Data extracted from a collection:
┌────────
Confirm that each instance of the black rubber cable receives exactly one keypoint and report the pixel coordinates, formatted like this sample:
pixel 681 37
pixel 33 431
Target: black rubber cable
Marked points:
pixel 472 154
└────────
From start to finish, retype the records above with complete accuracy.

Confirm that each instance of the black rubber cable receives exactly one keypoint and report the pixel coordinates, formatted like this sample:
pixel 681 37
pixel 33 431
Target: black rubber cable
Marked points:
pixel 472 154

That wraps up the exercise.